● **Exercise requirements**:
Copy out all of the lines below exactly; the pictures do not belong in the copy.

● **Supplied data**:
=-=-=-=-=

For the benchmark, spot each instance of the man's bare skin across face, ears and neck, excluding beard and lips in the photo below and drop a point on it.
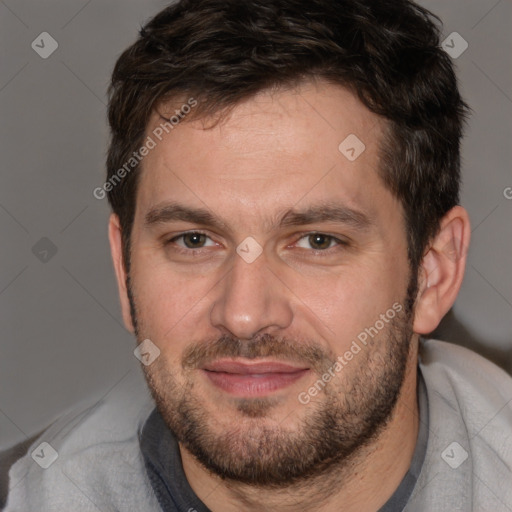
(277, 152)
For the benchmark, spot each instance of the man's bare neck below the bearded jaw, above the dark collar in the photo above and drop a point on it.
(365, 481)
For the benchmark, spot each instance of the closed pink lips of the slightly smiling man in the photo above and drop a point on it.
(251, 379)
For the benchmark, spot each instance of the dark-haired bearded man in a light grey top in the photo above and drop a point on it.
(284, 178)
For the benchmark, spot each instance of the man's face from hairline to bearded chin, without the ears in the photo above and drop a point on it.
(244, 336)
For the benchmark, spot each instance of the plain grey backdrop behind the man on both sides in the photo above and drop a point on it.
(62, 334)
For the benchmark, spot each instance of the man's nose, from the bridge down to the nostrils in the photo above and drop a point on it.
(251, 300)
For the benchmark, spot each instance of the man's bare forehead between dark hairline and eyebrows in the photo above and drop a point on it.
(270, 153)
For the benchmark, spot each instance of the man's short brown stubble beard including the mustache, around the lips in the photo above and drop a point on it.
(348, 416)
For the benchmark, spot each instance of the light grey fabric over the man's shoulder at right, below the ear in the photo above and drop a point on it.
(469, 453)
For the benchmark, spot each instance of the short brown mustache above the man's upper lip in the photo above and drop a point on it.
(265, 345)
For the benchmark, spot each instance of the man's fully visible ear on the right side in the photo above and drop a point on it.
(442, 270)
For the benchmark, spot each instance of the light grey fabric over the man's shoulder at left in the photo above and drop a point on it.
(89, 458)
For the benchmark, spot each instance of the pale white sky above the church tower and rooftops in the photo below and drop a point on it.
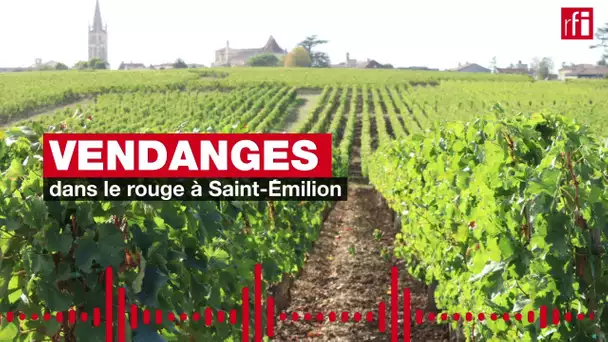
(433, 33)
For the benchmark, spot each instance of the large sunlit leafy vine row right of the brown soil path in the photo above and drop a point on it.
(505, 213)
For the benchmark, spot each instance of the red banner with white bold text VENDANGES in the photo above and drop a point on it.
(139, 155)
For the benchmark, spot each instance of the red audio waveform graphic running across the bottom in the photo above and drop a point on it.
(556, 316)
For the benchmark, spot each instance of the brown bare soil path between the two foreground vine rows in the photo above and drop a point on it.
(346, 271)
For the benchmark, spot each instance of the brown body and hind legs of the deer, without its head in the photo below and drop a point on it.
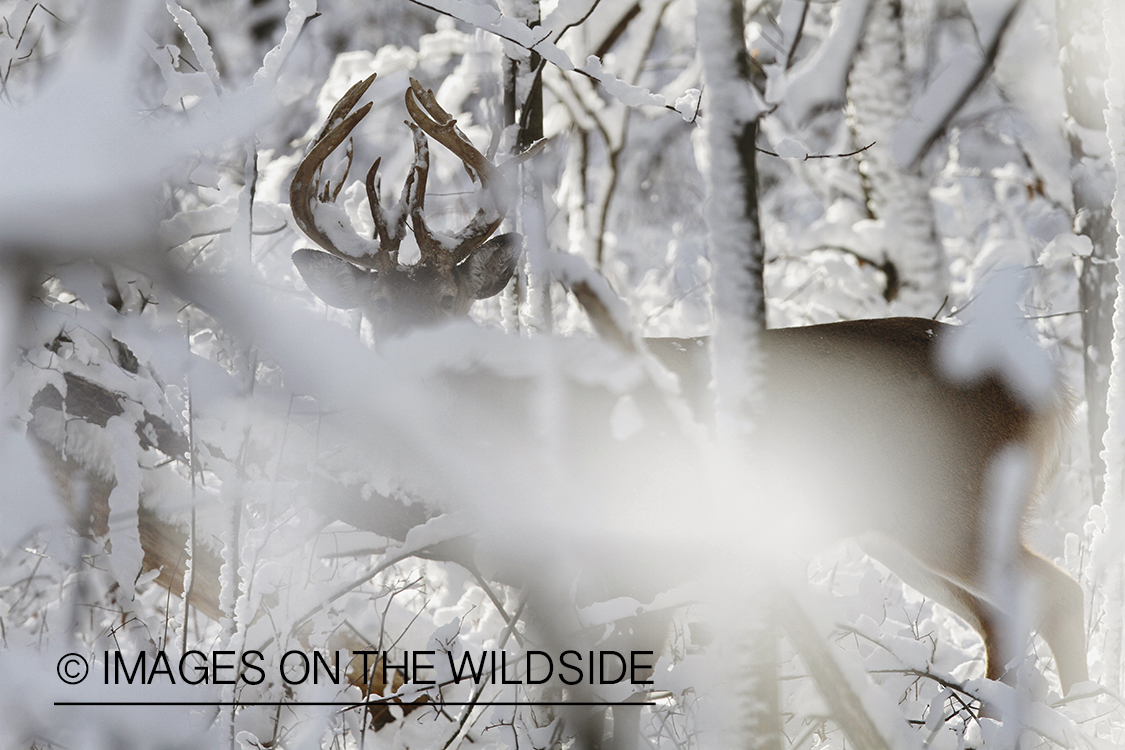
(862, 431)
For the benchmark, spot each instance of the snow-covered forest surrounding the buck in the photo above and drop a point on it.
(165, 362)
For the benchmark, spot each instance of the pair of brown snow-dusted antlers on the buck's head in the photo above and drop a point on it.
(325, 223)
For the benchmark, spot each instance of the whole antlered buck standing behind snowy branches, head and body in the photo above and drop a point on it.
(865, 432)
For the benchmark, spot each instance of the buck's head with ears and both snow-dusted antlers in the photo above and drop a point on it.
(353, 272)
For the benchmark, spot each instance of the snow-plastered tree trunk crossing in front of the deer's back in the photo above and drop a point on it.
(733, 110)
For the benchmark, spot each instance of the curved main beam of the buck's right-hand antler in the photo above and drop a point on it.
(440, 125)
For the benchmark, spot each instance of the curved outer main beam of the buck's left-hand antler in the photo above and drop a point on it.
(305, 186)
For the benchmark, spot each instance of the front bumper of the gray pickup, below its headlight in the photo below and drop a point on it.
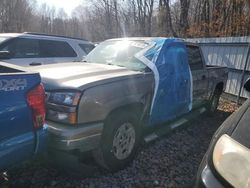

=-=-=-=-=

● **Solution to the exercise**:
For the benchmark, spot each instance of the man's bare skin across face, ears and neck, excluding beard and lips in the photo below and drop a point on it.
(277, 152)
For the benchmark, spot each instance of the man's bare neck below the bearded jaw, above the dark collar in the photo above and drop a point on it.
(365, 481)
For the benchmark, spot each instance of the closed pink lips of the slightly smiling man in the photo above and drop a point on it.
(251, 379)
For the benchmark, spot each instance of the dark-haired bearded man in a light grey top in the photo above and drop a point on it.
(284, 178)
For the benchmark, spot each instance of the man's face from hairline to bearded chin, without the ears in the photo above and drop a point on it.
(244, 336)
For the benchmark, spot each instance of the plain grey backdrop behind the man on both sides in the photo above and drop a point on it.
(62, 334)
For the benchmark, spot each instance of the man's nose, from the bridge down to the nostrils in the photo above and drop a point on it.
(251, 300)
For the benchmark, spot each instance of the man's bare forehead between dark hairline and eyebrows in the photo above and drop a point on it.
(270, 153)
For the benchmark, spot each instance of the man's short brown stubble beard including the mustache, around the lips in the photo above and drop a point on it.
(348, 416)
For the benchmark, spot each instance of the light grey fabric over the man's shoulder at right, below the ear in the photo above and drop a point on it.
(469, 453)
For the benchmark, spot each instance of the short brown mustache above the man's upper lip in the photo above and drop a point on it.
(265, 345)
For the benchmark, spot each instance of the man's fully visible ear on the right side in the photo above and drop a point on it.
(442, 270)
For the benchmark, spot each instance of the light grey fabric over the man's shoulder at left in the photo above and drop a point on it.
(89, 458)
For the benchmark, spot each instance of the pale white sky above the church tower and rooftops in the photo below and drop a point on it.
(433, 33)
For the benchmark, spot each instance of the large sunlit leafy vine row right of the brown soil path in the photo above and drop a point on it.
(505, 213)
For the benchmark, spot each instance of the red banner with white bold text VENDANGES in the photo above and drop a point on it.
(139, 155)
For the benchmark, spot each instance of the red audio waveform graphic running across the bottom in the photo above and drop a point on it.
(556, 316)
For the benchmark, spot each instance of the brown bare soil path between the two foreground vine rows in the photo above and drop a point on it.
(346, 271)
For the benchmark, spot each instance of the brown body and hind legs of the deer, without its head in the photo below and drop a point on it.
(862, 431)
For the benchmark, spot each instance of the snow-covered forest surrounding the buck in the photo above and drop a point on it.
(165, 362)
For the benchmark, spot each instance of the pair of brown snow-dusted antlers on the buck's head in the photo above and drop a point on it.
(325, 223)
For the benchmark, spot each instance of the whole antlered buck standing behind snowy branches, head and body in the photo above and drop a point on it.
(865, 432)
For the benchmark, spot each instance of the buck's head with ears and both snow-dusted antlers in the photo above and drop a point on it.
(353, 272)
For the benchmark, spot each instance of the snow-plastered tree trunk crossing in front of the deer's back in the photo above and drop a point on it.
(733, 110)
For the benchmark, spot each instance of the curved main beam of the buck's right-hand antler in the photo above and drop a point on it.
(440, 125)
For the benchmark, spot each instance of the curved outer main beam of the buck's left-hand antler in the photo above and drop a point on it.
(305, 186)
For the benchmark, spot each instance of the front bumper of the gray pickup, below its headlight in the photo below and drop a point on it.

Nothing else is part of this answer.